Task item: What you return should be the line containing "Batch job spec — class: stone" and each line after it to the end of the records, copied exactly.

Records for this exercise:
......

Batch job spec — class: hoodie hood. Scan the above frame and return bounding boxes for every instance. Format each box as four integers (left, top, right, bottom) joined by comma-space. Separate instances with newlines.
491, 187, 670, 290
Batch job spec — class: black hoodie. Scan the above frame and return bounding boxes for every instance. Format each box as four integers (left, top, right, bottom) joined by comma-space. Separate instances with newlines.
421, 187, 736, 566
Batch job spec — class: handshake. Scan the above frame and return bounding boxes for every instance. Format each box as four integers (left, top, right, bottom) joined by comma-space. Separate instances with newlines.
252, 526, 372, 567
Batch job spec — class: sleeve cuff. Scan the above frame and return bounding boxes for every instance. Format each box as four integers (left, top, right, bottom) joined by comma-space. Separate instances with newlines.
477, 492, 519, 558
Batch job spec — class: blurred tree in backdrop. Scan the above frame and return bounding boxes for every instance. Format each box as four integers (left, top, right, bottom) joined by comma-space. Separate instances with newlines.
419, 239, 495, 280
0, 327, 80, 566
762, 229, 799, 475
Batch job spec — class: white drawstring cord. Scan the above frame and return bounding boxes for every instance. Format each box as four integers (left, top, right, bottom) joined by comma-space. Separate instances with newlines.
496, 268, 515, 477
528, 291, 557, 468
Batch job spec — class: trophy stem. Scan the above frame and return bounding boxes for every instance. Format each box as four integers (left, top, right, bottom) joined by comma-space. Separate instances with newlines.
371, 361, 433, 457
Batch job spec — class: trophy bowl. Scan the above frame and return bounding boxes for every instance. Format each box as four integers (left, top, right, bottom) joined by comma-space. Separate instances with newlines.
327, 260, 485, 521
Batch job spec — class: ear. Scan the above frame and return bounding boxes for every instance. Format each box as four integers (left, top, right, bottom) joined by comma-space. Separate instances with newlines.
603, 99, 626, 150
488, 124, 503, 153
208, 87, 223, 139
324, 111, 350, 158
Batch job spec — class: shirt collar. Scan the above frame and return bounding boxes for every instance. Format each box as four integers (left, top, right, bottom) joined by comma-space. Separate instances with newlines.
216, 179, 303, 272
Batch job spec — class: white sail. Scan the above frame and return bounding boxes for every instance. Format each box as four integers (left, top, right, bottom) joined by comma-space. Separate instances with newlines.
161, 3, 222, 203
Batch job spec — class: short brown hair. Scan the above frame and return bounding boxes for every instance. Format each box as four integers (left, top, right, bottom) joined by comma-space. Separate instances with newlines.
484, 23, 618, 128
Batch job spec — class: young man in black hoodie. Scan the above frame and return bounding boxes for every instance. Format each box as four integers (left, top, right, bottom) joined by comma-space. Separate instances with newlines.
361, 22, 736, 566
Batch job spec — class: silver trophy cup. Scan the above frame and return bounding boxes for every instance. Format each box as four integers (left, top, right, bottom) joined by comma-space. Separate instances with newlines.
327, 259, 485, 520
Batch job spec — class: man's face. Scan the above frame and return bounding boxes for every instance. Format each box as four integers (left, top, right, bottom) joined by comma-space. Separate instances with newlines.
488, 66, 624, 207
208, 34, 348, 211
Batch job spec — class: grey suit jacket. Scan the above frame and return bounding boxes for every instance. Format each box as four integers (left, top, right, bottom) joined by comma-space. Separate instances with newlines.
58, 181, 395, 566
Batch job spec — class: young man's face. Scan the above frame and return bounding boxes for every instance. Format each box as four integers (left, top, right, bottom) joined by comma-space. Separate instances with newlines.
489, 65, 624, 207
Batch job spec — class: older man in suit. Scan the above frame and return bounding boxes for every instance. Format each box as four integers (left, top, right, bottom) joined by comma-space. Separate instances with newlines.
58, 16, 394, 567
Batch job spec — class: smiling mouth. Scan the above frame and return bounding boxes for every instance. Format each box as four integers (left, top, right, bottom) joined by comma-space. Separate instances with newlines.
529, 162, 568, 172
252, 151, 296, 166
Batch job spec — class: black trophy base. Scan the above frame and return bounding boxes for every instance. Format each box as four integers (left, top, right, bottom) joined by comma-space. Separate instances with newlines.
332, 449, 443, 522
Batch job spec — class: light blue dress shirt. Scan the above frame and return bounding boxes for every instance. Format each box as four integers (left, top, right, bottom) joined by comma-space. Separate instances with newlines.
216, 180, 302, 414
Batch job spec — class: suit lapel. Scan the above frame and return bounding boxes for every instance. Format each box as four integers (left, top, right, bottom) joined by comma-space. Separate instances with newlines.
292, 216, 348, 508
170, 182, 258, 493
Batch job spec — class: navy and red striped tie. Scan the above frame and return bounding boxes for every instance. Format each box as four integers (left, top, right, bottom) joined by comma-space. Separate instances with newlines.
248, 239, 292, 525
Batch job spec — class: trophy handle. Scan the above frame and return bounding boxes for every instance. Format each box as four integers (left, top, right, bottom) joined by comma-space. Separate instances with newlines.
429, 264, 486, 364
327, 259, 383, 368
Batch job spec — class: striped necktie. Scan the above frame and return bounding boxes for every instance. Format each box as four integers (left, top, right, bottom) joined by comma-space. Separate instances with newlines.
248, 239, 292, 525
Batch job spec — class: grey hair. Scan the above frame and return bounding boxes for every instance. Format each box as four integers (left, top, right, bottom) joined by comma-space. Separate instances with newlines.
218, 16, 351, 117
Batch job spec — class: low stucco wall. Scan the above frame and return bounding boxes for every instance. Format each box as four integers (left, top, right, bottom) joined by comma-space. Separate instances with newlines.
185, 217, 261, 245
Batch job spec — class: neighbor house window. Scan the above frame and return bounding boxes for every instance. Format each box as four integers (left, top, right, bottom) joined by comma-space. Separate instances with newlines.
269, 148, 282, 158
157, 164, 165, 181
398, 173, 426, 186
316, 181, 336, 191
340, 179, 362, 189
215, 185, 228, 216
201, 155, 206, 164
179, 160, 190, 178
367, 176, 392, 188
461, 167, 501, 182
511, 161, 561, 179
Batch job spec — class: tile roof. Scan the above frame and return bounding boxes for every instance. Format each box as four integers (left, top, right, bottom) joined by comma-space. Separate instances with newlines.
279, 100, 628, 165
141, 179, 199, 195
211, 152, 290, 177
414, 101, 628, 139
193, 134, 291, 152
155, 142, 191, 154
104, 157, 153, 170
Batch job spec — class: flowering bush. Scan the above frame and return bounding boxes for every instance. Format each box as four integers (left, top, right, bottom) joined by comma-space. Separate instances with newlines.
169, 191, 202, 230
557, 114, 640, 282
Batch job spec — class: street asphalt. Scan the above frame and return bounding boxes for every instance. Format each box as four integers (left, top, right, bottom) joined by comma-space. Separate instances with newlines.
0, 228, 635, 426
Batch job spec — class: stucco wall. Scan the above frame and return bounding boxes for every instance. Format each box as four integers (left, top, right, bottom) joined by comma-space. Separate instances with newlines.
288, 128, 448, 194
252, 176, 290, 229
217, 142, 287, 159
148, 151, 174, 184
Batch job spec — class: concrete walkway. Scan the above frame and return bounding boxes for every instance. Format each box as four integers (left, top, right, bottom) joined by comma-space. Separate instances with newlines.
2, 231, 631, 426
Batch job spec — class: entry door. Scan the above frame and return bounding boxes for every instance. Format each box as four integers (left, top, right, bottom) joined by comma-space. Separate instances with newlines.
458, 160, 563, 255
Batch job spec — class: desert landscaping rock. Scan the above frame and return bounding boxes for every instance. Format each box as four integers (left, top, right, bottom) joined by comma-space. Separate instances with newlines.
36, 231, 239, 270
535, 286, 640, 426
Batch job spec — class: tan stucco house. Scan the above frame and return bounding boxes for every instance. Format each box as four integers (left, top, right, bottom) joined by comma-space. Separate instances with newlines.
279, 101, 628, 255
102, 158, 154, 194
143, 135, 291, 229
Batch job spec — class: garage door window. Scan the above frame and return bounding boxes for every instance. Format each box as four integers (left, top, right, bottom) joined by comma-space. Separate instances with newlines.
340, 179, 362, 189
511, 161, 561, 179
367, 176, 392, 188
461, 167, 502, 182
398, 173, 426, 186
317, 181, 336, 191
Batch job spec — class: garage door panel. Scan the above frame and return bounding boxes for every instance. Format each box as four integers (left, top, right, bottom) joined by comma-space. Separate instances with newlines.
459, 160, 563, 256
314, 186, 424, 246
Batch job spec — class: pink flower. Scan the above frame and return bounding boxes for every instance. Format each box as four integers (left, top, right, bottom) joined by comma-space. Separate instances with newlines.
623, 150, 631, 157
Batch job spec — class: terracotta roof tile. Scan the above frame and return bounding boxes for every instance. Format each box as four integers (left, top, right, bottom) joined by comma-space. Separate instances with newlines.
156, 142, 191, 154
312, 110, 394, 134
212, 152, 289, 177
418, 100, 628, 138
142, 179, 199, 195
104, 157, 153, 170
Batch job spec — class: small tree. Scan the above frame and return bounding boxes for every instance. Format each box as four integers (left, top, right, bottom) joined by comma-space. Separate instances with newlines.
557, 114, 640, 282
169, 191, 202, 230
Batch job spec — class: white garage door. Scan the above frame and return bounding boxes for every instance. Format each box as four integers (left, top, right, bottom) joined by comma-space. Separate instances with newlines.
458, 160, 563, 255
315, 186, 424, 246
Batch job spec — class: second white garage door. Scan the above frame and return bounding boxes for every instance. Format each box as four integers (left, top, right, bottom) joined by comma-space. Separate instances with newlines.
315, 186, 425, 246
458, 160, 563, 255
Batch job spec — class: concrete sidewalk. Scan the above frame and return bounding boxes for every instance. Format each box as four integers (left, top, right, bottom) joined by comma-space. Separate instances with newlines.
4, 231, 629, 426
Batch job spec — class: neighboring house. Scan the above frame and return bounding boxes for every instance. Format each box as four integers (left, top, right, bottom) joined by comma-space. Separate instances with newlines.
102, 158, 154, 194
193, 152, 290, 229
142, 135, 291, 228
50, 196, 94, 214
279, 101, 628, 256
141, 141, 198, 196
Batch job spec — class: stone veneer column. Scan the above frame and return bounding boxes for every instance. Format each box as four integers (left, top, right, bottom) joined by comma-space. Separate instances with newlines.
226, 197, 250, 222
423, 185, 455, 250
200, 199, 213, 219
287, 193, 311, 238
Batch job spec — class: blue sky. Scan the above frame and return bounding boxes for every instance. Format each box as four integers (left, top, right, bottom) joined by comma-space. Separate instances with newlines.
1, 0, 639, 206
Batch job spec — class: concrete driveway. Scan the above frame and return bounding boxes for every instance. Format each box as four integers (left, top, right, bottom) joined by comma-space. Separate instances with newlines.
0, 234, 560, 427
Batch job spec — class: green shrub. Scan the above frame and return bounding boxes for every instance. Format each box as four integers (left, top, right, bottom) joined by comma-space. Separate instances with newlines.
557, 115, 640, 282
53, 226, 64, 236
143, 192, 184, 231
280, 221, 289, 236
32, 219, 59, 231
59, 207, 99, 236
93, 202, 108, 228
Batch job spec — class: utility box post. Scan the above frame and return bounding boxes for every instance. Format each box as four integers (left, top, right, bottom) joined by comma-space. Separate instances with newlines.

......

Completed task:
Batch job spec — class: stone veneer column. Scan the above frame and return bounding boxes for every instance. Format each box as four integers (left, top, right, bottom) joined by comma-space. Separate instances with newlines.
226, 197, 250, 222
423, 185, 455, 250
200, 199, 213, 219
287, 193, 311, 238
Batch job spec — class: blue sky. Scan the above frame and return bounding boxes for every instance. Format each box as four integers (left, top, right, bottom) joined by comma-space. Separate instances with newlines.
1, 0, 639, 206
Batch job spec — class: concrete driveway. Scan the above frame and return bounding boxes for every instance. Format each box as four integers (left, top, right, bottom) joined by comma-space. Separate instances with newlines.
0, 234, 560, 427
Batch job spec — class: green shrub. Scan the above frame and return bounding boxes for every instance. Format each box as four integers (left, top, right, bottom) joined by comma-space. Separate instances with newlines.
557, 115, 640, 282
53, 226, 64, 236
143, 192, 184, 231
280, 221, 289, 236
32, 219, 59, 231
59, 207, 99, 236
93, 202, 108, 228
Batch job spec — class: utility box post. Scan the above frame and return bounding boxes for every instance. Format each box as four integers (left, top, right, bottom) joined by comma-space. Separate instances with newlines.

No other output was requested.